Write each record again exactly as it stands.

>>

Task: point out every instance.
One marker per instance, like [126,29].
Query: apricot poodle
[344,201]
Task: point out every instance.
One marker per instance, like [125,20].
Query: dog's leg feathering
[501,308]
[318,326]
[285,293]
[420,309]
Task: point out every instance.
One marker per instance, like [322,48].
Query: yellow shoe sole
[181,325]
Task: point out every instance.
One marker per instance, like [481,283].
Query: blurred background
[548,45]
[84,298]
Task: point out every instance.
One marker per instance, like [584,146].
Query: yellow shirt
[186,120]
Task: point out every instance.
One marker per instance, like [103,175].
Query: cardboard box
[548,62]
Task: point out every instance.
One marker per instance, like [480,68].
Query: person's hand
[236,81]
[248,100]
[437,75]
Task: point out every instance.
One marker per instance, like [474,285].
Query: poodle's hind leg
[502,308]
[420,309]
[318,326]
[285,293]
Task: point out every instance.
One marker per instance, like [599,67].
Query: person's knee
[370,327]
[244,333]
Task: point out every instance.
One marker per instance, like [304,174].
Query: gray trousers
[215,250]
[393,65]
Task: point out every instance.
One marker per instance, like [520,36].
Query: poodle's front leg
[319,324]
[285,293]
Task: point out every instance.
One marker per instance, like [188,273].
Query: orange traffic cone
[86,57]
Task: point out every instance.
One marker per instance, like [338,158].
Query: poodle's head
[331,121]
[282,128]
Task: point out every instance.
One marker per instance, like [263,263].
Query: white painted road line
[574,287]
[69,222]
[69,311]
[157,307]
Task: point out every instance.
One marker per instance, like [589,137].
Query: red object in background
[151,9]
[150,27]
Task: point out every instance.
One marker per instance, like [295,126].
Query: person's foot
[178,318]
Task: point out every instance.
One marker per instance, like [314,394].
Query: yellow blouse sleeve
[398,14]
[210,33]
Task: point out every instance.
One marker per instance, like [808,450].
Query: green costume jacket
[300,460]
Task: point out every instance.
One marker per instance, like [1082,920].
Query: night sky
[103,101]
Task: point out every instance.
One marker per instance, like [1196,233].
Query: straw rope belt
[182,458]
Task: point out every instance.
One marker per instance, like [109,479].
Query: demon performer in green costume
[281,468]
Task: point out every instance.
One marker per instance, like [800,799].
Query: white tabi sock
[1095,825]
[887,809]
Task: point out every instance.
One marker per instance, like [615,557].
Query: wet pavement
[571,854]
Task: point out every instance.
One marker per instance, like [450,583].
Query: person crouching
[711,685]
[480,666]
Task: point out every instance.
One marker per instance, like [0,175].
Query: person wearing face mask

<<

[Response]:
Task: point out every instance.
One marker per instance, like [126,29].
Query: apricot poodle
[344,201]
Task: point out every instance.
One marker per instance, like [125,20].
Query: dog's leg feathering
[501,308]
[318,326]
[285,293]
[420,309]
Task: point out every instance.
One marker per instance, like [322,48].
Query: yellow shoe sole
[181,325]
Task: point out every instance.
One marker per instance, like [481,283].
Query: blurred background
[548,45]
[84,298]
Task: point out every instance.
One marker per instance, like [584,146].
Query: yellow shirt
[186,120]
Task: point out every instance.
One marker per instance, like [103,175].
Query: cardboard box
[548,62]
Task: point out every instance.
One marker per instance, like [480,68].
Query: person's hand
[236,81]
[248,100]
[437,75]
Task: point out every instance.
One marker per instance, like [474,285].
Query: poodle's hind leg
[502,308]
[420,309]
[318,326]
[285,293]
Task: point out every instance.
One marker per instance, like [599,67].
Query: person's knee
[370,327]
[244,333]
Task: point out every instance.
One marker per instance, like [304,174].
Query: gray trousers
[215,250]
[393,65]
Task: point out every instance.
One marker per instance, like [520,36].
Query: poodle's front leg
[319,324]
[285,293]
Task: point out every instance.
One marker per instance, like [188,273].
Query: orange traffic cone
[86,57]
Task: point out every instance.
One marker per instance, like [338,158].
Query: poodle's head
[331,121]
[282,128]
Task: point out every instance.
One marker per instance, like [263,263].
Query: white painted road line
[574,287]
[69,222]
[69,311]
[157,307]
Task: point out every instance.
One marker per instance, like [589,137].
Query: red object in background
[151,9]
[150,27]
Task: point out every instance.
One marker per instance, like [295,126].
Query: person's foot
[178,318]
Task: point out every instance.
One marker per instance, like [314,394].
Query: yellow blouse sleeve
[398,14]
[210,33]
Task: point out every instance.
One marker per instance, like [808,450].
Query: green costume jacket
[300,460]
Task: point out every instance.
One marker per instance, like [1082,920].
Query: night sky
[103,101]
Task: point out every instance.
One marker per instance, like [1196,233].
Query: straw rope belt
[182,458]
Task: point out every instance.
One marker per instance, like [109,479].
Query: demon performer in green costume
[281,468]
Task: point out every instance.
One marker per instance, like [800,799].
Query: white tabi sock
[1095,825]
[887,809]
Task: point out every instance.
One marker per instance, like [615,557].
Query: wet pavement
[571,854]
Task: point out every instance.
One marker per instance, like [450,583].
Query: person crouching
[711,685]
[480,666]
Task: point out every instance.
One marker per instance, like [0,175].
Query: person wearing face mask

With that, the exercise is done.